■ Source text
____
1)      The old Genus Pongo cannot be preserved. Either with blood serums or with distributions of alleles the result is that chimp is farther from gorilla than from us; and they all are far from orang, Pongo pygmaeus. So if somebody likes the idea of a Genus Pongo and a group Pongidae, he may classify into it the orang and its fossil ancestors; but not the gorilla and the chimps.

2)      Chimps are quite near to us. The classical article [29], using allele frequencies, gives D=0.62 for the distance. While this distance cannot be interpreted directly (small or big?), the normalisation was a long process in earlier years, with the intent that the distance for neighbour species be 1 in average. (The same idea that IQ 100 for the population average.) Now, D is <0.5 for populations (not for human ones; there D<0.04); and indeed from 1 upwards for species in the same genus. For the interesting class of sibling species, where zoologists originally did not see big differences but then it turned out that the two groups did not establish a common gene pool (hybridisation was impossible), 0.2<D<1.5. Surely, 2 sibling species are the beginning of speciation: divergent evolution started (because backcrossing is no more possible) but very recently (because the genetic difference has not yet been accumulated).

So we and chimps look like sibling species with the D=0.62. This is strange; but later somebody will find the hidden but important cue explaining the similarity. But you cannot classify 2 species with D=0.62 into disjoint genera, moreover into not even neighbour ones (in the usual taxonomy at least Genus Australopithecus separates Genus Homo (with us) and Genus Pongo (with the chimps); but maybe Genus Ardipithecus is in between as well.

On species level sapiens, troglodythes and paniscus seem sibling species for D. So it is not possible to squeeze lots of species between us and the Missing Link. Still, as serious suggestions, the branch leading to us contains the species names: anamensis, afarensis, africanus, habilis, ergaster, erectus (and only then sapiens). This is rather exaggerated.

Goodman’s idea is to put sapiens, troglodytes & paniscus, with all fossil forms after the last common ancestor of gorilla and human&chimp (seems to have been near to Sahelanthropus) into Genus Homo. Then, indeed, human-chimp D=0.62 becomes conform to the genus pattern. But, of course, the species number must be reduced too. That I did in Chapter 3; I feel, too moderately. (I have no arguments against [24], e.g., handling together erectus & sapiens. But the idea belonging to the same species with an erectus may provoke somebody on subjective grounds. I am a physicist, I am not embarrassed.)

But if chimps belong to Genus Homo, then “hominisation”, according to Latin grammar, must mean the process which led to either the chimps or us or both. So it started maybe practically with Morotopithecus some 17 My ago. Then Genus Pongo became detached c. 13 My ago, but the main line (??) continued. 6.5 My ago, near to sahelanthropus, gorillas left the Path of Ascendance, and afterwards everybody on that Path is Homo. Hominisation has reached its Final Goal.

If this brief narration seems a caricature, observe that it is dangerous to give moral/ethical meanings to scientific notions. We have goals, but natural processes (not-directed-developments) do not; so why to describe natural processes in a flowery language?
____
■ Work instructions
From the passage on ape and human classification, write out the part starting at "If this brief" and ending at "a flowery language?". The lines that come after this passage have nothing to do with it.

■ Information supplied
____
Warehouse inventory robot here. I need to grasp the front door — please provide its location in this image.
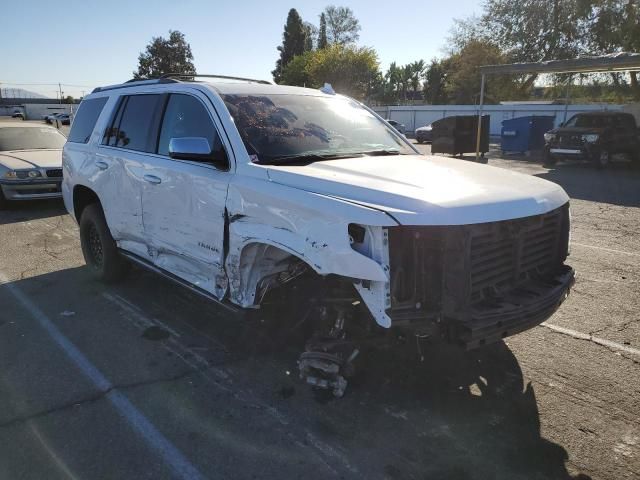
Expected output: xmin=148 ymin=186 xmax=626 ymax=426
xmin=96 ymin=94 xmax=163 ymax=260
xmin=142 ymin=92 xmax=230 ymax=298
____
■ Answer to the problem
If this brief narration seems a caricature, observe that it is dangerous to give moral/ethical meanings to scientific notions. We have goals, but natural processes (not-directed-developments) do not; so why to describe natural processes in a flowery language?